What this task involves:
Your task is to transcribe the entries below exactly, beginning with the line containing "Each instance of the beige" and ending with the final line, and to add nothing else.

Excerpted data:
===

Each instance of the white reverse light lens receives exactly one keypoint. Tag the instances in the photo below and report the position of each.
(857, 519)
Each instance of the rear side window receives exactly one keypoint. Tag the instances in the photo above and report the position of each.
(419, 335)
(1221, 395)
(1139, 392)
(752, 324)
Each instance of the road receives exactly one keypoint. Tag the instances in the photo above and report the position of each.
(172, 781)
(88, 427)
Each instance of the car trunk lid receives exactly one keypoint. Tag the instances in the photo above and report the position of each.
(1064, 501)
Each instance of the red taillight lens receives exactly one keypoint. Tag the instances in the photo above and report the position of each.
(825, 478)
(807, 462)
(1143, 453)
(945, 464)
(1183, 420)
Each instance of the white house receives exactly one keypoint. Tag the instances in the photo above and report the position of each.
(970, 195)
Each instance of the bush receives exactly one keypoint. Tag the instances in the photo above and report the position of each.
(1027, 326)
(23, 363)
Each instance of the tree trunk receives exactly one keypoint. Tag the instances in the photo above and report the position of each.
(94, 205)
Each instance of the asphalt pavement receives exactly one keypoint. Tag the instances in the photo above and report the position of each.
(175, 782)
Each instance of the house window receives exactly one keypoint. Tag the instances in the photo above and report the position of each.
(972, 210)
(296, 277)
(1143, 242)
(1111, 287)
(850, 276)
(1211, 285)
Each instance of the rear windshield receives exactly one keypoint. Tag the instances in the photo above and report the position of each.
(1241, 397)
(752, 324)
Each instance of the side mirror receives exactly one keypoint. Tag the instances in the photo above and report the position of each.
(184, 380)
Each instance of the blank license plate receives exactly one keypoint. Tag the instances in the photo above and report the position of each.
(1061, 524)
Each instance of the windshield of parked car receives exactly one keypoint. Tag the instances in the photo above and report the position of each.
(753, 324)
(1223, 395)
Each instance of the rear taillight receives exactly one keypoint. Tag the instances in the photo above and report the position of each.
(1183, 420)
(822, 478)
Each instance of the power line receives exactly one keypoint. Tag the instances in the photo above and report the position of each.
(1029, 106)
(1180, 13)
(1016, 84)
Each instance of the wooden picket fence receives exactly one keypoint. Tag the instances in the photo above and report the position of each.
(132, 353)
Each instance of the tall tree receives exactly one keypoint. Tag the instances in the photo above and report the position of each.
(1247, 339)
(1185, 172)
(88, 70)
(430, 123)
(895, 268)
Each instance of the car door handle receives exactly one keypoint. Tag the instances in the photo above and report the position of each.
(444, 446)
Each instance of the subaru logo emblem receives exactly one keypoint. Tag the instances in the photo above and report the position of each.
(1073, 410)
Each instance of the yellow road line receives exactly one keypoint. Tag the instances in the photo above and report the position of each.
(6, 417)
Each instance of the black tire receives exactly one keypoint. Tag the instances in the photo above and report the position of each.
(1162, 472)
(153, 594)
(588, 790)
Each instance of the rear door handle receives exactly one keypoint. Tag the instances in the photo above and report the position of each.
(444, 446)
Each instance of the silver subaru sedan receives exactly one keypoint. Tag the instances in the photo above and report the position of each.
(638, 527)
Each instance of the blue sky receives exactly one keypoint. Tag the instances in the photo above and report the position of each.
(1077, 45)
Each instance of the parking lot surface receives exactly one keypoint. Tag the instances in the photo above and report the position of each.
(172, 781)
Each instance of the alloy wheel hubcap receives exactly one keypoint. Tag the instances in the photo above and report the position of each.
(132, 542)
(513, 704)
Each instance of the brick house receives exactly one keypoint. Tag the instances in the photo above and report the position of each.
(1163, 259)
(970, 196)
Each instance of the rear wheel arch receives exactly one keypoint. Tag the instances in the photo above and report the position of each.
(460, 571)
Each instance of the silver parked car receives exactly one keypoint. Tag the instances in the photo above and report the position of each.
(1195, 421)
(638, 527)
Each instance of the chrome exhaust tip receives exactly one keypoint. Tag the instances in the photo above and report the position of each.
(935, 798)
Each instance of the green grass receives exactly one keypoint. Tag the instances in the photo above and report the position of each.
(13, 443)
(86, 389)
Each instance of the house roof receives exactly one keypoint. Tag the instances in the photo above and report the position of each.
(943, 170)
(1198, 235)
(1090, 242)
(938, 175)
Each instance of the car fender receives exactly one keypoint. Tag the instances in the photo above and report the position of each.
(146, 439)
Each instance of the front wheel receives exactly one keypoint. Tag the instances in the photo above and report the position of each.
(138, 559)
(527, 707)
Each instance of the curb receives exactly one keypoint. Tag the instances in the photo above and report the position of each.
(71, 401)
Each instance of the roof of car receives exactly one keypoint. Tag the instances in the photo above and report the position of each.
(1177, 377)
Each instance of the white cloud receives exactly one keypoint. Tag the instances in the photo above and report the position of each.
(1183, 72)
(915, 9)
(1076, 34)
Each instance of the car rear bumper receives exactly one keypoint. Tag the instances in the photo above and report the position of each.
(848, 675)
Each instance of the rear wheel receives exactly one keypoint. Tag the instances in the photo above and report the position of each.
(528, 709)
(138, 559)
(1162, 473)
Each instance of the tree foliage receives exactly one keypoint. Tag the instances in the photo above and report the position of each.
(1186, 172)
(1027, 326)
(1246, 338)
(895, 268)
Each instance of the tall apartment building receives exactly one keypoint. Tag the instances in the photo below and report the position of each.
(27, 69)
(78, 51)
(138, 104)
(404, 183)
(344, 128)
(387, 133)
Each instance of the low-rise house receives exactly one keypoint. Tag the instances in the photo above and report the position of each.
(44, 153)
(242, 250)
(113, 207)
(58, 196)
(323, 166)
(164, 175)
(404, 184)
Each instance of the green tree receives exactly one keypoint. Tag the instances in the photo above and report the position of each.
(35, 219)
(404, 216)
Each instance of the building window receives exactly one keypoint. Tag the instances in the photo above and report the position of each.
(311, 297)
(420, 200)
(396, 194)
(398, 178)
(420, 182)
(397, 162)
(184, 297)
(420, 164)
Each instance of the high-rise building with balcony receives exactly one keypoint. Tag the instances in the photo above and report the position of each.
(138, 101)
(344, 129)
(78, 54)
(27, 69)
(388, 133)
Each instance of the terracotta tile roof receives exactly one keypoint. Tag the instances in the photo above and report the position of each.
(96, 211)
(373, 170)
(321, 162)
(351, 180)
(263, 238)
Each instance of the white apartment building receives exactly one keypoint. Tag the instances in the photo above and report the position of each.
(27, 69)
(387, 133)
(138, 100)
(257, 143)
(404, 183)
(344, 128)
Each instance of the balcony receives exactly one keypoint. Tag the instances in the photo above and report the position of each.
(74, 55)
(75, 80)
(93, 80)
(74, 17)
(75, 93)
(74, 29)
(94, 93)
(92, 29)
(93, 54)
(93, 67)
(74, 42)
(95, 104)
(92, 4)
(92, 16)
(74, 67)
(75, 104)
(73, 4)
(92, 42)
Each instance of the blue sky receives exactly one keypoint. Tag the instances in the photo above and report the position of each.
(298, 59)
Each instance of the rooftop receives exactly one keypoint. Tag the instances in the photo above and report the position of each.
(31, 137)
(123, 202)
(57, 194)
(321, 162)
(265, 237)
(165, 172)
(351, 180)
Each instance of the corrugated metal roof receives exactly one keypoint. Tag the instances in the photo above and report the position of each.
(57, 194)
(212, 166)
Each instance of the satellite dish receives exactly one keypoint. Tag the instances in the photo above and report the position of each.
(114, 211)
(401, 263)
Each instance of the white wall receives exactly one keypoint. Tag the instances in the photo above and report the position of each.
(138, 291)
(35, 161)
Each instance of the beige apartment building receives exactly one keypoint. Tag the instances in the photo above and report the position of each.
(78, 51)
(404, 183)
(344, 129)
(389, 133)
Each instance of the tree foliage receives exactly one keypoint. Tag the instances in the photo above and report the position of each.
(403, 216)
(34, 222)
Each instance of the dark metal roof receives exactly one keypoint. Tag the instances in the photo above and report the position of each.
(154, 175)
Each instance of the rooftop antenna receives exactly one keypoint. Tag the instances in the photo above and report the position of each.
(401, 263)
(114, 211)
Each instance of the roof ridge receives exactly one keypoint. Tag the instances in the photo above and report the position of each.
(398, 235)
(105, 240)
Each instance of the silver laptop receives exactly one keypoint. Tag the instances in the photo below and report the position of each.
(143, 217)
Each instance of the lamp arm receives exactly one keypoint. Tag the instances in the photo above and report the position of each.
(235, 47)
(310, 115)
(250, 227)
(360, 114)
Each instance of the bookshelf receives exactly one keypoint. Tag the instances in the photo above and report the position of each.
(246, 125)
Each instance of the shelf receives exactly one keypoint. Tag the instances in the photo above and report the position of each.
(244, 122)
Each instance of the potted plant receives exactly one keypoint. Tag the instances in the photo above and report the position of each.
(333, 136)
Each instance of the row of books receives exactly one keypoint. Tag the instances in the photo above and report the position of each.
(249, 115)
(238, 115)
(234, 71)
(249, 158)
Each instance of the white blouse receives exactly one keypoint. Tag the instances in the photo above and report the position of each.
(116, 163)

===

Answer area:
Each instance of the beige apartment building receives exactly one keypoint. Tag the instances in the photo above and report the position of each.
(78, 51)
(404, 183)
(344, 129)
(389, 133)
Each instance of the tree foliage receives exactly one keypoint. Tag the instances in the photo above and report the position of each.
(403, 216)
(34, 222)
Each instance of the dark metal roof receives exactly one keypoint. Tag the instances in the photo above and report the position of each.
(154, 175)
Each instance of the rooftop antenna receives exactly one keypoint. Tag the instances in the photo above and report the position of each.
(401, 263)
(114, 211)
Each instance of the roof ridge receives exactly one keypoint. Tag the instances in the photo above and report the position of each.
(398, 235)
(105, 240)
Each instance of the silver laptop receives exactly one keypoint. Tag the instances in the photo below and report the position of each.
(143, 217)
Each instance of the lamp arm receives exactly one keypoint. Tag the instances in the photo above and report the position of each.
(235, 47)
(310, 115)
(250, 227)
(360, 114)
Each instance of the bookshelf receives exactly one keypoint. Tag the instances in the photo above and report the position of each.
(246, 125)
Each instance of the shelf receives exactly one keypoint. Tag the instances in the photo above and report the position of each.
(244, 122)
Each instance of the potted plant receives exactly one keypoint. Tag the instances in the photo above and report the position of each.
(333, 136)
Each instance of the row of books receives exactly one keypoint. Tag the instances in the photo above and report the position of each.
(249, 115)
(238, 115)
(234, 71)
(249, 158)
Each instance of the white blouse receives exactly one keypoint. Tag the instances in the photo above and report the position of each.
(116, 163)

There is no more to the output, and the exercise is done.